___ DOCUMENT PASSAGE

I cried myself to sleep many nights. I cried over my baby thinking I was a failure, but never when anyone was watching. My mum knew. But no one else did, until a friend came for coffee one day, and she came into the kitchen behind me, and found me crying these silent tears into the coffee.

These silent tears? Where do they come from? If someone hurts they cry out loud. If a child bangs their knee, they wail. You hear grieving people sobbing. You hear it. Why were my tears silent? Why couldn’t I ever say I hurt inside but it’s so deep it’s too painful to let it out. I buried it, deep inside, and this bubble grew around that hurt. A bubble like a cushion. It was like that bubble was made up of numbing gel, like anaesthetic. It was inside me but it was numbed. I learnt the art of smiling lots, chatting happily again, so that no one would know what a real failure I was. A failure as a wife, a mum. And that’s how I went back to work. Still crying silently when no one but my baby saw. Or just sitting trying to make sense of life.

Many women with PND talk about disinterest in their baby. I wasn’t disinterested, but I didn’t let myself feel anything. I could pretend to the outside world, but I couldn’t feel properly inside. I couldn’t let myself. If I felt then this hurt and pain that was inside me was going to come out. I was going to lose control and have to admit I was ill, and that felt like a sign of weakness. A real sign of failure. I was successful. I couldn’t let it happen.

So I worked for 8 months, part-time, with my baby cared for by the most amazing childminder. He turned into a happy little man, crawling and moving and chattering. And one day, just before his first birthday, my baby walked. He took his first step at the childminder. I was devastated. I went into work the next day, a whirl of emotions. Angry, hurt, like a boiling pan about to boil over. After everything I missed that important step. But I carried on for a day like that, silently screaming inside you failure, you can’t change the things that matter. You’re a rubbish mum. You haven’t put the things first that you should have done. And at the end of the day, a good work friend said to me ‘out with it’. Because whilst you’re depressed you think you’re covering it ok, those who know and love you know different. And she persuaded me to say a GP, and they made do a questionnaire. It came back extremely depressed. I had to be honest and I had to burst my bubble and say I hurt and it hurts inside me and I can’t feel happy anymore. And when they asked me the question if I’d thought about taking my own life, I had to be honest and say I’d thought about it, I knew how I’d do it and the thought of never feeling again was an utter relief.

______
___ SUPPLIED MATERIAL

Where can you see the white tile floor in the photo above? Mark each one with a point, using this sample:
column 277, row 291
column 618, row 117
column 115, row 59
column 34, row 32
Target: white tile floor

______

**TASK 1**
Answer these questions from the account of postnatal depression.
(a) Who found the narrator crying into the coffee?
(b) For how long did the narrator work part-time?
(c) Where did the baby take his first step?
**TASK 2**
Resume the account of postnatal depression, starting right after its final sentence.

**EXPECTED OUTPUT 1**
(a) A friend who came for coffee and followed the narrator into the kitchen.
(b) 8 months.
(c) At the childminder.

**EXPECTED OUTPUT 2**
And that’s when I started to get better. I didn’t want to feel like that anymore. The embarrassment of telling my family that I was depressed was acute. And some didn’t get it. But some did. They didn’t look at me like I was a monster. They talked to me normally about normal things. Life went on. But if I wanted to talk about how I had felt some allowed me that time. My GP prescribed medication and a series of appointments. I was encouraged to tell my friend at work, and she went with me to HR. HR ‘got it’. They asked how I wanted them to help. I said just that you know is enough. The HR Manager had coffee with me a few times. The Director of the Department told me he was being treated with medication for depression. I started to laugh from inside again. The smile hit my eyes, and little by little, I started to feel again. That feeling of being completely alone, numbed, started to go – some days were better than others. But little by little I started to feel like me again.

But who I was had changed and I’d seen a side of me that I’d never seen before. My head and my insides had been in a dark place, and that never leaves you. Feelings are deeper and more intense than ever. But my depression is something that helps me feel. It’s part of who I am. I can’t pretend it’s not there, but I can’t imagine living without it. Knowing that there is the capacity to feel but also hide how you feel is a realisation that you never lose. And nor should you.